Point-per-instance localization data:
----

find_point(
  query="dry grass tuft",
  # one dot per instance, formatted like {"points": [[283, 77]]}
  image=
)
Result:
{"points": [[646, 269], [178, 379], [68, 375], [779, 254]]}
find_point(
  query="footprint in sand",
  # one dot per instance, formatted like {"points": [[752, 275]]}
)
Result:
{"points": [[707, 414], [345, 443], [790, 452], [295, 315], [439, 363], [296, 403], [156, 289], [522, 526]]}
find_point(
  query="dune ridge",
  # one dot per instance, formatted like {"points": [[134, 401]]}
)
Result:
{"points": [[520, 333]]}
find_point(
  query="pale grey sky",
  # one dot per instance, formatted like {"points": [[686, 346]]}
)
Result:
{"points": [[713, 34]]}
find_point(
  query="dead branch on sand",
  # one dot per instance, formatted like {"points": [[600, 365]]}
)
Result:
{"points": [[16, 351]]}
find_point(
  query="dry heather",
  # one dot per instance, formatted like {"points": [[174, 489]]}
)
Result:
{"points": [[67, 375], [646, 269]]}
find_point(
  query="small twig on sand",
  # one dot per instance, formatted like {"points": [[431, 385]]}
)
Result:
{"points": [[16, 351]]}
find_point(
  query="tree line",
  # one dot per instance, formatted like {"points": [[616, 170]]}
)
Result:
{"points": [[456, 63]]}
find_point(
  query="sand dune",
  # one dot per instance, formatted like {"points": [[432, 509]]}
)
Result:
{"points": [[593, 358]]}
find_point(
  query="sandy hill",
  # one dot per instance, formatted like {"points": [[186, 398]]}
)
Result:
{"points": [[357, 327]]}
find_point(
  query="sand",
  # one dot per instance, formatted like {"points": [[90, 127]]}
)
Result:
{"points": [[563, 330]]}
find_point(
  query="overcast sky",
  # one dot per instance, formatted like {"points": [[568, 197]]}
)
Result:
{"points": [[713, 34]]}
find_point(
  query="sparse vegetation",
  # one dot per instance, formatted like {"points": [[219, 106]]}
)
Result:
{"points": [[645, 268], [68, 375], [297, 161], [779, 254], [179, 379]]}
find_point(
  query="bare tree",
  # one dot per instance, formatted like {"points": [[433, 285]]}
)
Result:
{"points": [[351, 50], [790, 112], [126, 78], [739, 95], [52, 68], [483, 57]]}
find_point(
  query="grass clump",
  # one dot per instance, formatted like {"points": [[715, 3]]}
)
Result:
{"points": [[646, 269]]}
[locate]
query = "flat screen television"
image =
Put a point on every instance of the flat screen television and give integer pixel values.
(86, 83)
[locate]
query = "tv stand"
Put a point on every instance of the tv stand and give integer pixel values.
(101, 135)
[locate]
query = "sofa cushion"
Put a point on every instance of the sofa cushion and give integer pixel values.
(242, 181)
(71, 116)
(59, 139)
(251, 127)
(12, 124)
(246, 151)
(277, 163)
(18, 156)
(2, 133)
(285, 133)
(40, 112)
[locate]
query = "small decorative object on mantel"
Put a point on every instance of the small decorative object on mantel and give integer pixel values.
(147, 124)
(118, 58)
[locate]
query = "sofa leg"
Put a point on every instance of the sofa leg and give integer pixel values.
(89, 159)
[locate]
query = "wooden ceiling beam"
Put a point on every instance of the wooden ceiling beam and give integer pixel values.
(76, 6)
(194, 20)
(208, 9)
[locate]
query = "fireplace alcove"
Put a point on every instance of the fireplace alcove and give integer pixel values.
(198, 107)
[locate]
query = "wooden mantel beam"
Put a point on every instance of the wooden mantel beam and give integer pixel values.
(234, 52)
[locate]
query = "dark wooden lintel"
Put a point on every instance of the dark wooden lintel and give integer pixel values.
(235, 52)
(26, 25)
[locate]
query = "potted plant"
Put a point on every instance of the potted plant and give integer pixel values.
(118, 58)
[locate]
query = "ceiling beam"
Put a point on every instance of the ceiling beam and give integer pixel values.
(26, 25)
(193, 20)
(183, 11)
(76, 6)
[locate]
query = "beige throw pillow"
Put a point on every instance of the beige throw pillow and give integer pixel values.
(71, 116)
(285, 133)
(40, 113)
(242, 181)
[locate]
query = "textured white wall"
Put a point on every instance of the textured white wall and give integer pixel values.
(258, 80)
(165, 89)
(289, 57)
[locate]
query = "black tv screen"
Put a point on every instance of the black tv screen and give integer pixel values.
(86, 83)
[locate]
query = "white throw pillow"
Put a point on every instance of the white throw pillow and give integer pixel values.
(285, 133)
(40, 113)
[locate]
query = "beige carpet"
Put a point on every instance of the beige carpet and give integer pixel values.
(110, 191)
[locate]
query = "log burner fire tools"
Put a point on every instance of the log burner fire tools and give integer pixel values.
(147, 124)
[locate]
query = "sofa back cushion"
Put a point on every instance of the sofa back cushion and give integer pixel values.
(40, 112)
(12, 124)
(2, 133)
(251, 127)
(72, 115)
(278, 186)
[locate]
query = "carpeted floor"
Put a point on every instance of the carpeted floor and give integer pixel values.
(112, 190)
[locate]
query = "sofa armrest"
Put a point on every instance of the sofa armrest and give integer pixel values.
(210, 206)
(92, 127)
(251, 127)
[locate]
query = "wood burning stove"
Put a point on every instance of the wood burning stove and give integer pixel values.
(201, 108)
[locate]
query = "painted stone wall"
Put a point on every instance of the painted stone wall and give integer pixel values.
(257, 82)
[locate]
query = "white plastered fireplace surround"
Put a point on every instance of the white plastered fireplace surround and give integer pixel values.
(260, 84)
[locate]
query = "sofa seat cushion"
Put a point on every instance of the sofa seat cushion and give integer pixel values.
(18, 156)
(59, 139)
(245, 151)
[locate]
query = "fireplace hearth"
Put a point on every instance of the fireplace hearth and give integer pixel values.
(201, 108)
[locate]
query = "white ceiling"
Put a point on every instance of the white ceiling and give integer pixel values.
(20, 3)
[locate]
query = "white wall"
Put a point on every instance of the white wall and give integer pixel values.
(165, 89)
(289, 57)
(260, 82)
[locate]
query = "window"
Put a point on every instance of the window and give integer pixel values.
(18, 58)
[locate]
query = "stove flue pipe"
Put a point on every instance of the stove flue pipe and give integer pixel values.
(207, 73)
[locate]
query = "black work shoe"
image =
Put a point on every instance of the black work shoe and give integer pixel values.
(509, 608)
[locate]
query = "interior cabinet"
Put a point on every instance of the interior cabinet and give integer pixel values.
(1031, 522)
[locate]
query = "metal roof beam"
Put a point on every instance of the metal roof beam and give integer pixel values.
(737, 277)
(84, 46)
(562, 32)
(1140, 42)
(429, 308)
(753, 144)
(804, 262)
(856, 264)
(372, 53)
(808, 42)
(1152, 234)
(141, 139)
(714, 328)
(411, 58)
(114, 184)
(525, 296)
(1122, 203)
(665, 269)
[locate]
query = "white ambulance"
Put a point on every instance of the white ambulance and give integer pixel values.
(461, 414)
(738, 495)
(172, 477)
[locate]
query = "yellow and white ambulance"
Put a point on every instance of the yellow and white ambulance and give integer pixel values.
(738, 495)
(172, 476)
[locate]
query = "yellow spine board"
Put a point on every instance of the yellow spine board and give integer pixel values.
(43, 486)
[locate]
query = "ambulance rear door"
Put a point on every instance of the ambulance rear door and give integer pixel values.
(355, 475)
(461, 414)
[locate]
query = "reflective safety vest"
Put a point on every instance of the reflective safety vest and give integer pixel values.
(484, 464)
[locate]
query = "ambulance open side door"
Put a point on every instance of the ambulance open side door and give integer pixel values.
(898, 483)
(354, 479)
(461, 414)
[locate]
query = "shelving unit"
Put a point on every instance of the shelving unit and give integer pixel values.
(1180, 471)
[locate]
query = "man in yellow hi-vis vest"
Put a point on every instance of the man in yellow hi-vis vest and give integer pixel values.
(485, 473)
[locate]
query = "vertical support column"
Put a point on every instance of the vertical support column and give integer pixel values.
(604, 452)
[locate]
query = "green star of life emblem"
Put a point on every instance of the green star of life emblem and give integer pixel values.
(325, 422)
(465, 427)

----

TASK DESCRIPTION:
The lines from the one holding "Put a point on every instance of the green" to the end of the entries are to be repeated exactly, with both ends included and nothing else.

OUTPUT:
Put a point on every instance of the green star of life emblem and give integer pixel values.
(325, 422)
(465, 427)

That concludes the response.